- _Activity_:
Given the records that follow, return each one verbatim.

-------- Data extract --------

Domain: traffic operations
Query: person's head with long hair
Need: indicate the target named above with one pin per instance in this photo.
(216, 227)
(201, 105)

--------

- _Answer to this task_:
Domain: traffic operations
Query: person's head with long hair
Need: indicate the target named above with one pin per instance in this photo.
(216, 227)
(201, 105)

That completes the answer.